What the task asks:
Put every line of the following records into a numbered list, skipping blank lines. Omit the pictures from your answer.

(Coordinate labeling data)
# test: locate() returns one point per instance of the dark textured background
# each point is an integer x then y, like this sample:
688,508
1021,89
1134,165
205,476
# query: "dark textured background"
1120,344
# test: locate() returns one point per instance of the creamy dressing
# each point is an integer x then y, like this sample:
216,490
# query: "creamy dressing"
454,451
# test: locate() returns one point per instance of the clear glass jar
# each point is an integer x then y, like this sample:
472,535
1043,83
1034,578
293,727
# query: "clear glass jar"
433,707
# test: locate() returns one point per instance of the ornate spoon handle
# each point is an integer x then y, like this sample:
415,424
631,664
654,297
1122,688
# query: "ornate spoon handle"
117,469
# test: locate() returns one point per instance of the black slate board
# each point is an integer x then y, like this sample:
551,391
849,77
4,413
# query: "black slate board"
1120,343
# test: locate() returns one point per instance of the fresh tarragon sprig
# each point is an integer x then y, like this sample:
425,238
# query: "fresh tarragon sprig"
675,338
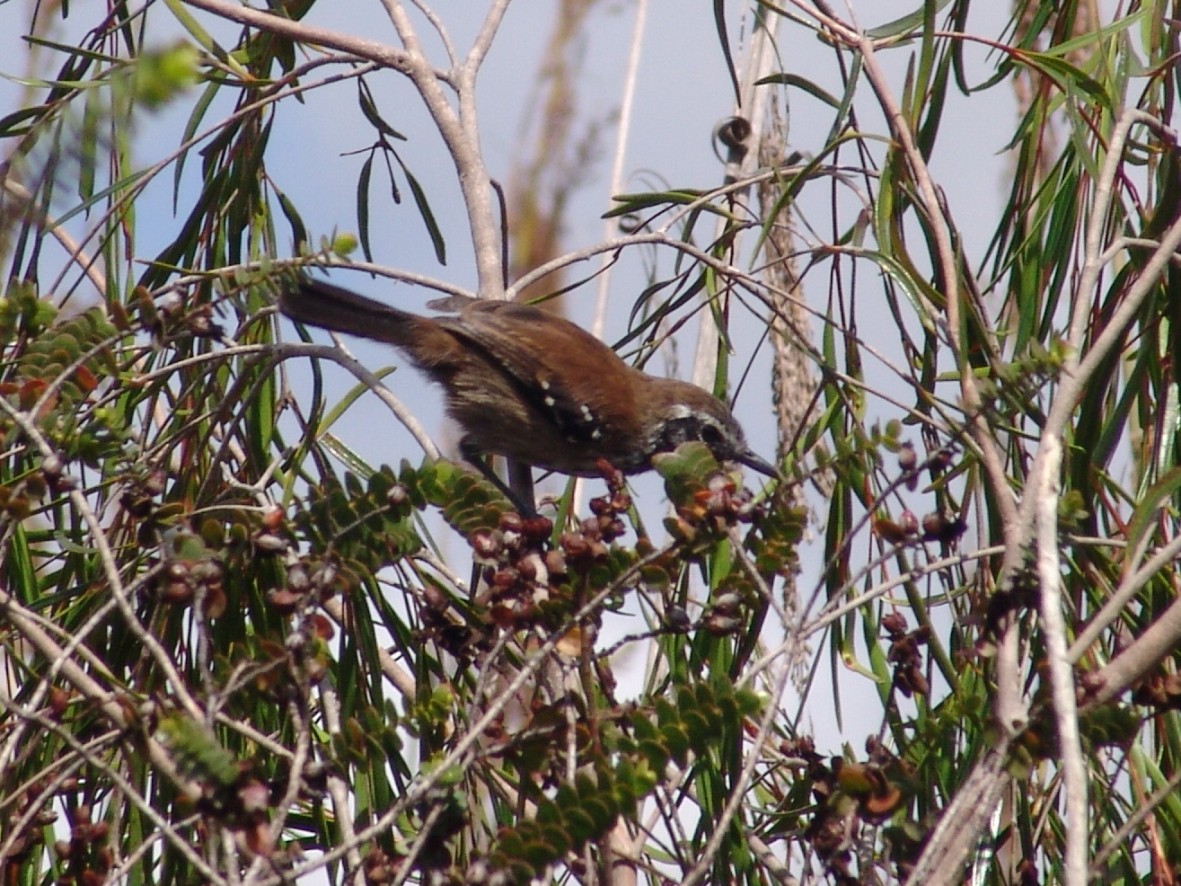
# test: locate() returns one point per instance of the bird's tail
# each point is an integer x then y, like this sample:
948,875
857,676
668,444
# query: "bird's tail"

Finished task:
1. # test: locate() returns one point per instance of the dark textured background
2. # each point is an integer x then y, like this sample:
3. 688,508
4. 1021,89
5. 1134,165
6. 205,476
7. # query: "dark textured background"
8. 1120,344
9. # test: locate() returns one point per instance of the creamy dressing
10. # each point is an integer x then y, like this sample:
11. 216,490
12. # query: "creamy dressing"
13. 454,451
14. # test: locate() returns one point per instance of the clear glass jar
15. # each point is an integer x then y, like this sample:
16. 472,535
17. 1043,83
18. 1034,578
19. 293,727
20. # query: "clear glass jar"
21. 433,707
22. # test: locate() returns one point per instance of the ornate spoon handle
23. # each point is an integer x then y, like this sample:
24. 415,424
25. 631,664
26. 654,297
27. 1122,688
28. # query: "ornate spoon handle"
29. 117,469
30. # test: locate() returns one point per instance of the black slate board
31. # each point is an integer x then y, like this sample:
32. 551,391
33. 849,77
34. 4,413
35. # query: "black slate board"
36. 1120,343
37. # test: locate() returns one point per instance of the fresh tarragon sprig
38. # each point is an integer x then y, like this sample:
39. 425,238
40. # query: "fresh tarragon sprig"
41. 675,338
42. # test: locate() returns one point per instance of the bird's tail
43. # each point is an integer x then y, like this sample:
44. 948,875
45. 857,676
46. 668,444
47. # query: "bird's tail"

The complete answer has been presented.